▶ _Objective 1_: Please copy the records below word for word, leaving out the pictures.

# # # #

A Cinderella Story…Nisi and Rip

UPDATE – Nisi and Rip just celebrated their 4th Anniversary at their home.  Keeps getting better.
In this blog series I have entitled “A Cinderella Story” – I plan on reminiscing on some tough transactions with some very happy endings.
Let’s go back a couple of years before CA Real Estate took the dive.  My very first friend from college Nisi (we met in math class our first day) and her boyfriend Rip were ready to buy their first home.  Armed with their pre-approval from Melanie Flynn, we headed out to the East Bay to find their future home.  Flash forward through all the junky homes we checked out to “the one”.  The one, I might add, they found at 2am the day it came on the market.  At a more reasonable time in the morning my friends called me with excitement ready to go.  With the help of the Listing Agents we got them in to see the home right away, since I’m pretty sure they were standing outside when they called me.  But I know why.  It was a beauty.  A pristine and loved Art Deco Bungalow all fixed up for sale.  It was their dream home!  The moment they saw it, the moment we saw it – we all knew – it was the one.  And The Caton Team was going to do everything we could to make this happen.
The rest has turned into a blur over the years so let’s jump ahead.  Their offer was accepted.  That night we all popped champagne even though it wasn’t theirs yet.  Don’t worry – we didn’t jinx it – it’s the power of positive thinking.  So, the next day the fun begins, the clock starts ticking for their loan and property condition contingencies.  Thank goodness Nisi’s uncle was a home inspector who came at a moments notice and did an awesome job checking out the house.  Rip even climbed under the house to check his own foundation.  I will never do that – I am scared of small spaces and spiders!
The home had its issues for an 80-year-old place, but our friends and clients knew they could handle it.  Next came the FHA appraisal.  Let’s just say the FHA appraisers did as thorough a job as the home and pest inspectors.  Everything was running smoothly, we had one day left on our contingencies and we waited on pins and needles for the banks ok.
Then the news story broke.  Front page news, I still have the copy of the paper.  Parts of the East Bay had depreciated enough in value that banks we no longer lending.  It’s called red-lining – and they’re not supposed to do it – but they did.  It was the beginning of what would be our Real Estate decline.  ‘Cept nobody knew it yet.  Suddenly their bank did not commit on the loan and our friends and clients were at stake.  As I recall, it was a $25,000 difference in value from one day to the next, all over one news headline.

# # # #

▶ _Objective 2_: In the Cinderella Story post, what style of house was the home Nisi and Rip chose?

# # # #

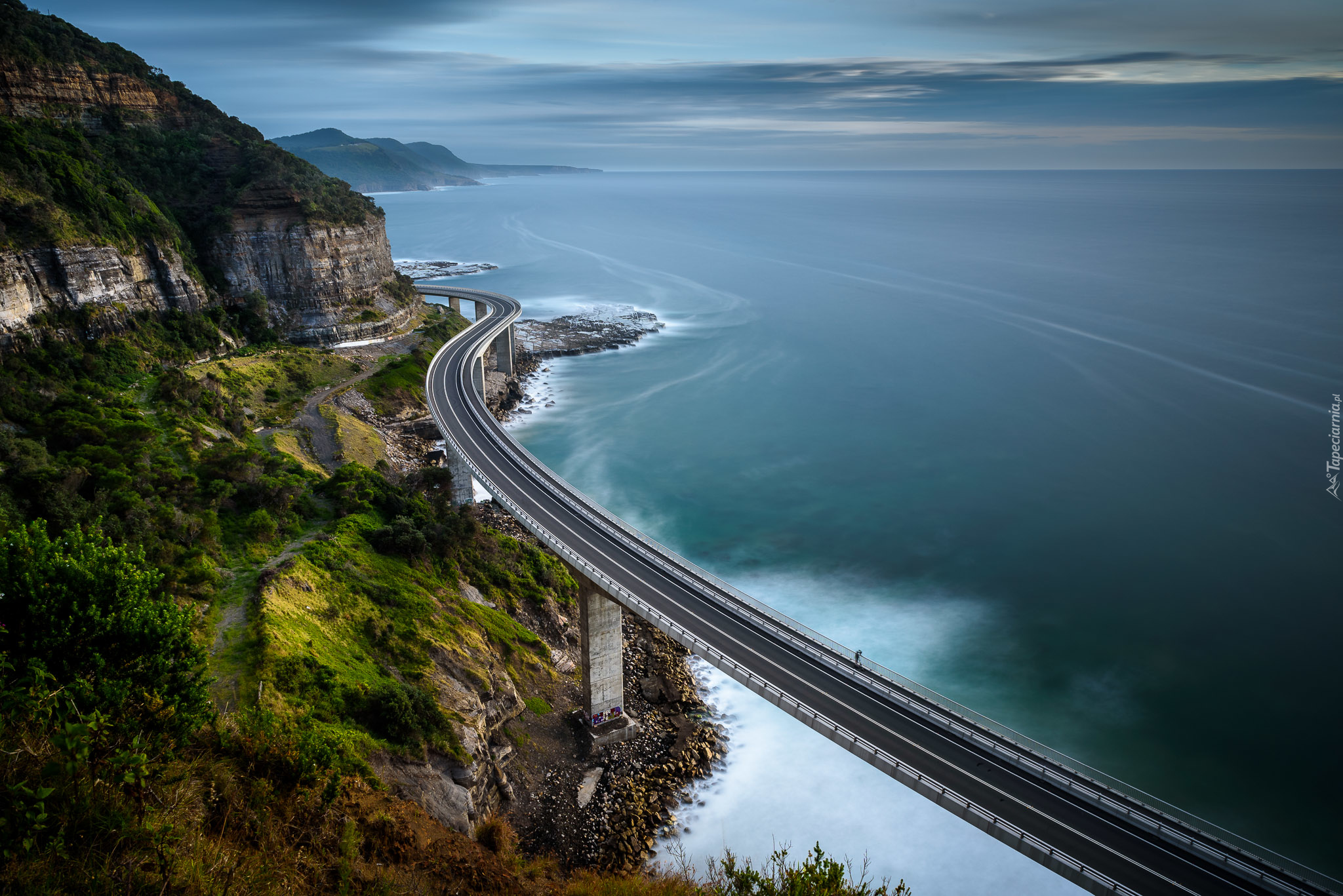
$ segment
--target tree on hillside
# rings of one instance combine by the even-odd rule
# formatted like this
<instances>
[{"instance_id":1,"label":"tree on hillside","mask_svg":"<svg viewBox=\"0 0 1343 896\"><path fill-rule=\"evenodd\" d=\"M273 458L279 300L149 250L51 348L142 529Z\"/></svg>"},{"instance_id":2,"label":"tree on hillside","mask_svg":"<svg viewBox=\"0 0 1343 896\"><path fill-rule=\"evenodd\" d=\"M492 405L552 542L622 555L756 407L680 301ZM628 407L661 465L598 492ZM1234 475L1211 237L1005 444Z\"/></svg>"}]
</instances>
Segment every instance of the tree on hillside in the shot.
<instances>
[{"instance_id":1,"label":"tree on hillside","mask_svg":"<svg viewBox=\"0 0 1343 896\"><path fill-rule=\"evenodd\" d=\"M205 653L161 582L97 527L55 540L40 520L16 528L0 537L0 653L43 668L81 712L180 742L211 712Z\"/></svg>"}]
</instances>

# # # #

▶ _Task result 1_:
$ segment
--target tree on hillside
# rings of one instance combine by the even-odd rule
# formatted like this
<instances>
[{"instance_id":1,"label":"tree on hillside","mask_svg":"<svg viewBox=\"0 0 1343 896\"><path fill-rule=\"evenodd\" d=\"M273 458L279 300L149 250L51 348L142 529Z\"/></svg>"},{"instance_id":2,"label":"tree on hillside","mask_svg":"<svg viewBox=\"0 0 1343 896\"><path fill-rule=\"evenodd\" d=\"M492 405L552 542L622 555L756 407L680 301ZM628 407L661 465L598 492ZM1234 475L1211 237L1005 444Z\"/></svg>"}]
</instances>
Segment every instance of the tree on hillside in the shot.
<instances>
[{"instance_id":1,"label":"tree on hillside","mask_svg":"<svg viewBox=\"0 0 1343 896\"><path fill-rule=\"evenodd\" d=\"M205 653L161 582L97 527L55 540L40 520L16 528L0 537L0 653L43 668L81 712L180 742L211 712Z\"/></svg>"}]
</instances>

▶ _Task result 2_: An Art Deco Bungalow.